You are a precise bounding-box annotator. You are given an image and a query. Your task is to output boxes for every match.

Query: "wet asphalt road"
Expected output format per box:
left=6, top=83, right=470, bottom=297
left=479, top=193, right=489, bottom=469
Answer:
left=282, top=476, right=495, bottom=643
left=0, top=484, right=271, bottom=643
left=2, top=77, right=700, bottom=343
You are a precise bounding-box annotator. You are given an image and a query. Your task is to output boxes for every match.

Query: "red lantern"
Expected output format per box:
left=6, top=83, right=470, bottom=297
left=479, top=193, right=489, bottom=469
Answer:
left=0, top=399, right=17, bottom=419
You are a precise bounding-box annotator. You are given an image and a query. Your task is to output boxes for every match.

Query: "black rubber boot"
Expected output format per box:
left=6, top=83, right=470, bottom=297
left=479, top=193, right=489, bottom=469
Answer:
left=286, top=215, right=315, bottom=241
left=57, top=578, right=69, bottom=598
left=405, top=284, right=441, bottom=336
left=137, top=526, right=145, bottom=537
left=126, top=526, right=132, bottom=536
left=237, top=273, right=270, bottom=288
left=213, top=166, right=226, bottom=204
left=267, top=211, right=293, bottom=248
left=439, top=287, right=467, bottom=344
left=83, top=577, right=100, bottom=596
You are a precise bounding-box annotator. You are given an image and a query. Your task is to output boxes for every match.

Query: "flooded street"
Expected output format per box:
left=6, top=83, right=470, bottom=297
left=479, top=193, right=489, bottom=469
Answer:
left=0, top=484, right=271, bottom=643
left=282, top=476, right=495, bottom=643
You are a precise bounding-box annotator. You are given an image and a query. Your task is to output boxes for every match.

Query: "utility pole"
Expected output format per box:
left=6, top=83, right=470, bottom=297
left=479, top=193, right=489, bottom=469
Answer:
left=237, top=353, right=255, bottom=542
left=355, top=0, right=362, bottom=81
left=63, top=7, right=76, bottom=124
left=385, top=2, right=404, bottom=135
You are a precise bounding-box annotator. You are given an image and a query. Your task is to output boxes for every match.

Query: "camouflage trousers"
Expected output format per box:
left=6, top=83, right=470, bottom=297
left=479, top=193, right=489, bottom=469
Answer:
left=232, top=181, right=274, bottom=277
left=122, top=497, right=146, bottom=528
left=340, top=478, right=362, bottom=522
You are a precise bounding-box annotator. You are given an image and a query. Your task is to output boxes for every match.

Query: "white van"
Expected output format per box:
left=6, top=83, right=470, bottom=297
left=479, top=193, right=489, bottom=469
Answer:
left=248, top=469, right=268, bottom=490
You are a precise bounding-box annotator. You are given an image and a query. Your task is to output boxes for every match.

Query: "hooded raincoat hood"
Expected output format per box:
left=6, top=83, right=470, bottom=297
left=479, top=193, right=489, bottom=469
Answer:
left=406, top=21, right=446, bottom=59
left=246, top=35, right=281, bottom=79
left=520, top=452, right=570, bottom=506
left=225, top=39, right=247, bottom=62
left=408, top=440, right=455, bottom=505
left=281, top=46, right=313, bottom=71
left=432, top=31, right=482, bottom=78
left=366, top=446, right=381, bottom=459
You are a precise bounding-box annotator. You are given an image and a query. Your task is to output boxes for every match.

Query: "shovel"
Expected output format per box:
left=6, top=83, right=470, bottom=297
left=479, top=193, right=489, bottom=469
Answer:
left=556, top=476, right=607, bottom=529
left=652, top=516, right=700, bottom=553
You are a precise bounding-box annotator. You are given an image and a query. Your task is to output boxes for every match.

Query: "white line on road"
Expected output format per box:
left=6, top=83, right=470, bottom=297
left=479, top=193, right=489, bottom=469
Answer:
########################################
▶ Problem to solve
All records must be repeated exactly, with none skipped.

▶ Your solution
You are a precise bounding-box annotator. You are given an image and a query. Your task is to output boxes for every match.

Query: "wet asphalt road"
Expected output format per box:
left=6, top=83, right=470, bottom=297
left=479, top=193, right=489, bottom=469
Answer:
left=282, top=476, right=495, bottom=643
left=0, top=484, right=271, bottom=643
left=2, top=77, right=700, bottom=343
You are a precise bounding-box annotator. You are given an image and a query. Your task is to output boxes for every match.

Query: "red lantern"
Expected output format per box:
left=6, top=83, right=470, bottom=297
left=479, top=193, right=489, bottom=469
Answer:
left=0, top=399, right=17, bottom=419
You are a precise bounding-box annotator. You are given an image and a query. Your task is to output boxes for every match.

Query: "black rubber boot"
Expected output format per box:
left=6, top=83, right=470, bottom=297
left=479, top=193, right=489, bottom=469
Answer:
left=286, top=215, right=315, bottom=241
left=57, top=578, right=69, bottom=598
left=405, top=284, right=441, bottom=336
left=137, top=526, right=145, bottom=537
left=126, top=526, right=132, bottom=536
left=237, top=273, right=270, bottom=288
left=213, top=166, right=226, bottom=204
left=267, top=211, right=293, bottom=248
left=439, top=287, right=467, bottom=344
left=83, top=577, right=100, bottom=596
You are a precise bounding-box annotator. You are given an image and a query. Your task is to output boxes for every match.

Query: "flooded street"
Expected output format per box:
left=6, top=83, right=470, bottom=297
left=479, top=193, right=489, bottom=469
Answer:
left=0, top=484, right=271, bottom=643
left=282, top=476, right=495, bottom=643
You are a precise bounding-box annotator. You are given an image and a query. Your task is to output boxes for every match.

Query: "utility pole"
Expected output format per box:
left=6, top=83, right=470, bottom=297
left=479, top=193, right=489, bottom=469
Answer:
left=237, top=353, right=255, bottom=542
left=355, top=0, right=362, bottom=81
left=63, top=7, right=76, bottom=124
left=385, top=2, right=404, bottom=135
You are a precise bounding-box annotator. You are given an image and a query. Your task is to output boxes for every match.

Query: "camouflage trousers"
Expected output format per box:
left=6, top=83, right=470, bottom=297
left=479, top=193, right=489, bottom=469
Answer:
left=232, top=181, right=274, bottom=277
left=122, top=497, right=146, bottom=528
left=340, top=478, right=362, bottom=522
You are a precise bounding-box annotator. You are given an image and a query. Your task is to output boxes for every match.

Query: "white van"
Expected output format per box:
left=6, top=83, right=470, bottom=297
left=479, top=193, right=489, bottom=469
Answer:
left=248, top=469, right=268, bottom=490
You are a precise bounding-box annotator. You are given an image and a query. Your task is to output boxes for every match.

Query: "hooded raincoat hood"
Expected output format per box:
left=6, top=83, right=470, bottom=297
left=479, top=193, right=489, bottom=469
Answer:
left=406, top=21, right=446, bottom=59
left=246, top=35, right=281, bottom=79
left=520, top=452, right=570, bottom=506
left=225, top=39, right=247, bottom=62
left=408, top=440, right=455, bottom=505
left=281, top=46, right=313, bottom=71
left=432, top=31, right=482, bottom=78
left=366, top=446, right=381, bottom=459
You are a precise bounding-box annotator. You are given an image and a query. Your task is to output boxes for every match.

Query: "shovel"
Expected output format per box:
left=6, top=83, right=470, bottom=297
left=479, top=193, right=489, bottom=469
Answer:
left=556, top=476, right=607, bottom=529
left=652, top=516, right=700, bottom=553
You are a precise bounding-box annotator. You are given an image and a query. Your task is to output boxes for every match.

Query: "white line on road"
Expected output format per box:
left=6, top=83, right=470, bottom=297
left=479, top=193, right=489, bottom=469
Answer:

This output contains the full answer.